## Goal
Can you edit the part of the data that opens with the line containing "You are given a photograph. Your task: indicate the palm" and closes at the end of the data, replacing "utility pole" with "telephone pole" and leaving every other character unchanged? Return only those lines.

══ Input rows ══

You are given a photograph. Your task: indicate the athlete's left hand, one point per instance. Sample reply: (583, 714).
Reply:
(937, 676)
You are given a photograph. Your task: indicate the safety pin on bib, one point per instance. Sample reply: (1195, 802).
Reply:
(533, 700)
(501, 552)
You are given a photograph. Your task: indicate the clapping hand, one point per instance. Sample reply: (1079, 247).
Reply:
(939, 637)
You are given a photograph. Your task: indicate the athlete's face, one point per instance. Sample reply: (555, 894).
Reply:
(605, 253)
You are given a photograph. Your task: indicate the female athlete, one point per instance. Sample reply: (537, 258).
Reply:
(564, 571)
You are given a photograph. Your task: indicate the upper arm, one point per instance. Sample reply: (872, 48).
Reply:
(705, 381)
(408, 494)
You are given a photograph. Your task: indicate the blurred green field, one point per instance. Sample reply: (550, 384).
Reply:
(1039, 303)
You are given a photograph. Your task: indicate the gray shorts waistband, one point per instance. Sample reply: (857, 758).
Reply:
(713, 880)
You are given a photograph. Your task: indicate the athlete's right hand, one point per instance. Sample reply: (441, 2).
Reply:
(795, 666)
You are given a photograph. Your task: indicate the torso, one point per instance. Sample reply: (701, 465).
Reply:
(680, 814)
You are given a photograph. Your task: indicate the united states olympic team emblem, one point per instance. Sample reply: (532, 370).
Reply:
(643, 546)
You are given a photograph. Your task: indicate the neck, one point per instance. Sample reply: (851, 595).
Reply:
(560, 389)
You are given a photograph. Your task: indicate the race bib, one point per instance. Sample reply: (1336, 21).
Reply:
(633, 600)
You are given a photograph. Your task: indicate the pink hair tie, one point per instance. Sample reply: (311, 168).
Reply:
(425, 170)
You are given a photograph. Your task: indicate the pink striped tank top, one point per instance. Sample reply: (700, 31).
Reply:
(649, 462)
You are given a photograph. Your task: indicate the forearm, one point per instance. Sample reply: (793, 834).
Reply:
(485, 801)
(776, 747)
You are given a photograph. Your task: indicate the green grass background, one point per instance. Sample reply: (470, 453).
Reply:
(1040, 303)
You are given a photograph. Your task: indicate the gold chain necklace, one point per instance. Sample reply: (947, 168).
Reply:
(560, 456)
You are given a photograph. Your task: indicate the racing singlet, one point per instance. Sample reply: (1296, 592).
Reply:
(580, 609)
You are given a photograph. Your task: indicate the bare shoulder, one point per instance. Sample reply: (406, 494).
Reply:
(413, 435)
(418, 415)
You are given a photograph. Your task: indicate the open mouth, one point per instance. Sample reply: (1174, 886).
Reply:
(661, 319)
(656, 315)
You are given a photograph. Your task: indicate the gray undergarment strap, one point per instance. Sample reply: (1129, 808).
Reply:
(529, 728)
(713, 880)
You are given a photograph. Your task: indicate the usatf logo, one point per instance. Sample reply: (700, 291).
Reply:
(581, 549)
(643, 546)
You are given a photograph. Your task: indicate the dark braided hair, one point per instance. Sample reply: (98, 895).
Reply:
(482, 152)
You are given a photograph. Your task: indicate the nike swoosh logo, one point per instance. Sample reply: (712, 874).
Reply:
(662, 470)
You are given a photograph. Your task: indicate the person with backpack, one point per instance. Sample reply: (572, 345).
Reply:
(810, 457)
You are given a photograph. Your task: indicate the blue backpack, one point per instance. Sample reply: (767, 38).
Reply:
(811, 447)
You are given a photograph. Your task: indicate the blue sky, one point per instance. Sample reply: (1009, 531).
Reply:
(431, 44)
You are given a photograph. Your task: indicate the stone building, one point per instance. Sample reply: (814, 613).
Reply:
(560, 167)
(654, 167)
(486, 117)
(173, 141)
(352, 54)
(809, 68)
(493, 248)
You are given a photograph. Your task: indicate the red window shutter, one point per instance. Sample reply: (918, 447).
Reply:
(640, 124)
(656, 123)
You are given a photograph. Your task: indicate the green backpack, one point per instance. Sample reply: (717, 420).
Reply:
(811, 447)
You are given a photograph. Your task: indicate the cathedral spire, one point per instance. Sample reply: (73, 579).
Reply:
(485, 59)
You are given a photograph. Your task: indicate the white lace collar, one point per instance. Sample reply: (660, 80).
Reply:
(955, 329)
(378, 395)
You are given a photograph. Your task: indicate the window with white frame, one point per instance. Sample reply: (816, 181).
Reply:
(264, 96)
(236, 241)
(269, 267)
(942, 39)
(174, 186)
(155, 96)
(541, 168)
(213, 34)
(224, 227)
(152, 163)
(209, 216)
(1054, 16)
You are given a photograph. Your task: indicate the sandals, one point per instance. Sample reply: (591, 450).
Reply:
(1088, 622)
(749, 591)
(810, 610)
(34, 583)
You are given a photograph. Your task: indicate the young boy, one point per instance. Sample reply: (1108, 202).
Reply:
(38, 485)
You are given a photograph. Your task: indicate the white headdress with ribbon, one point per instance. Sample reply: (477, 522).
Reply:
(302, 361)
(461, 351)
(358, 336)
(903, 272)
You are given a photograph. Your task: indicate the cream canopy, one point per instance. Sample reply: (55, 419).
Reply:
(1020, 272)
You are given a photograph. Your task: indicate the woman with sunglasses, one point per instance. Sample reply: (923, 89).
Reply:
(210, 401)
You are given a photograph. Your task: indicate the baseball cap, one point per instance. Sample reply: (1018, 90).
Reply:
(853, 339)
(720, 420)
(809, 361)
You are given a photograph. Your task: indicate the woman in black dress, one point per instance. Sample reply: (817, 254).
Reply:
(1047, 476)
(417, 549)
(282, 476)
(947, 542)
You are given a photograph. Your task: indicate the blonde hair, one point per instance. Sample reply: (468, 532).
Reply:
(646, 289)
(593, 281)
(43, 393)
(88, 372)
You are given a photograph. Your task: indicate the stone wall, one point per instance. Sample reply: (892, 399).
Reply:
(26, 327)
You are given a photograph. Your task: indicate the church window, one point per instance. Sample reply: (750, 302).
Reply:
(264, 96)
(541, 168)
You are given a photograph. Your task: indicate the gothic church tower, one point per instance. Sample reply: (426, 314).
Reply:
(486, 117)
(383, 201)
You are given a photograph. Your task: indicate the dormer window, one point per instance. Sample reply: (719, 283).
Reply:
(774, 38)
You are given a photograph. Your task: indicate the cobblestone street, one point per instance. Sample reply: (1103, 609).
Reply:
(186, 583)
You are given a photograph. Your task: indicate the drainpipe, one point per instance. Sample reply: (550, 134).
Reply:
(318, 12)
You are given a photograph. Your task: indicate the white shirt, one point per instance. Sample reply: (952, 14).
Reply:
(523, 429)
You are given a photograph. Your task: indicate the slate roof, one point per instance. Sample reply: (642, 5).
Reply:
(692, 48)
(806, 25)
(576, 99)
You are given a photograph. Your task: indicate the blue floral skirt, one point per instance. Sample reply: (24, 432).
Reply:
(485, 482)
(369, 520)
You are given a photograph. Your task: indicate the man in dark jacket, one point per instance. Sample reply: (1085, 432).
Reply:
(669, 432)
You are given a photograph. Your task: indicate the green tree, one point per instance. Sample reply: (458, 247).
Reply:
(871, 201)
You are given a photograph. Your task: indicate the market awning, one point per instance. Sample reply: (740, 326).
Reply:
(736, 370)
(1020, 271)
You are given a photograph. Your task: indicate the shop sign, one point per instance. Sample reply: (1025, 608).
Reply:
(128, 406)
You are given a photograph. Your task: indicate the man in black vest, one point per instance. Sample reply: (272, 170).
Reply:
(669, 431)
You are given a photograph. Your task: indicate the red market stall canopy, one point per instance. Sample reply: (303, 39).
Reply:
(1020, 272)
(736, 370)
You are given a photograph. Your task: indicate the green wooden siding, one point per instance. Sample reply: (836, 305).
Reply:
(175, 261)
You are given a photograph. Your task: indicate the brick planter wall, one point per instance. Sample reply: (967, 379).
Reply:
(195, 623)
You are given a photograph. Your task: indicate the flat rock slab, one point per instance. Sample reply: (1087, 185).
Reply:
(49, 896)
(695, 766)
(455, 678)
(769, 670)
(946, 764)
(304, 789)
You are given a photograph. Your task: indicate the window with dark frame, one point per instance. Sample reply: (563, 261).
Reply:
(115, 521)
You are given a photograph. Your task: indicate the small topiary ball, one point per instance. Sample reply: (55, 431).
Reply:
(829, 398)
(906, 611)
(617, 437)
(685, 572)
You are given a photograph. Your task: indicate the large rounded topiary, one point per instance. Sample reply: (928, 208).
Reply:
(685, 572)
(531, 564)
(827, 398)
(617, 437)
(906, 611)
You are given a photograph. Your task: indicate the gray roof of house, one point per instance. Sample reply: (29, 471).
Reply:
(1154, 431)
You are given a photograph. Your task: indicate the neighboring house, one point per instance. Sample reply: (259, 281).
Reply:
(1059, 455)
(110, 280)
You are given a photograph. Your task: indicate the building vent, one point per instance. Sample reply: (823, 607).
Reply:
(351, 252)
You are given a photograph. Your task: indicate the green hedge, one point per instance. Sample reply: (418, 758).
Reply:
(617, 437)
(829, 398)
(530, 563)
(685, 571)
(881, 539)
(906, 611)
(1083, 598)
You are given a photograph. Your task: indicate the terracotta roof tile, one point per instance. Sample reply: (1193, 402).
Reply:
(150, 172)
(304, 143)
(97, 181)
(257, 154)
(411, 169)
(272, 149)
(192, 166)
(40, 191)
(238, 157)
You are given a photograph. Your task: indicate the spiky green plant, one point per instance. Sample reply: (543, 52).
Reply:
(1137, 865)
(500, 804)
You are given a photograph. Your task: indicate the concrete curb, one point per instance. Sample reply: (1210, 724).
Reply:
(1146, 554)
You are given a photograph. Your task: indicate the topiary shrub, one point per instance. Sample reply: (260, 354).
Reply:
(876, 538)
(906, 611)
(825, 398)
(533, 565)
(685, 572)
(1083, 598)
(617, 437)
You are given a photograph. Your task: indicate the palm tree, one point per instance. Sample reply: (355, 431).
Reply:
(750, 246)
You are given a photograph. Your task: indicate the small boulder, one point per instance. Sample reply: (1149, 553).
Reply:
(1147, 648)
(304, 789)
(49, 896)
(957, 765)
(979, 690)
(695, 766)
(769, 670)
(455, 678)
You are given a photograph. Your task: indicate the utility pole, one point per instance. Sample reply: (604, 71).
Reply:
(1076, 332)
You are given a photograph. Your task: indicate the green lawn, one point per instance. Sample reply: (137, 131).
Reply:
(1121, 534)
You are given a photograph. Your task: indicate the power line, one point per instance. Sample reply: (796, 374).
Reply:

═══

## Completed task
You are given a photograph. Your task: indicate the palm tree, one point per instance. Sample reply: (355, 431).
Reply:
(750, 246)
You are given a photograph. Your task: indicate the small boulder, one point per instance. Sample reply: (1149, 553).
Reply:
(1147, 648)
(304, 789)
(49, 896)
(957, 765)
(979, 690)
(695, 766)
(769, 670)
(455, 678)
You are given a photograph. Your task: indicate the telephone pole, one point per instance. Sample reply: (604, 71).
Reply:
(1076, 332)
You are given a photograph. Your task: indicate the green lawn, one point per instance. Sample reply: (137, 131).
Reply:
(1121, 534)
You are given a photograph. Your task: indicate the power line, one point per instance. Sample reply: (796, 374).
Reply:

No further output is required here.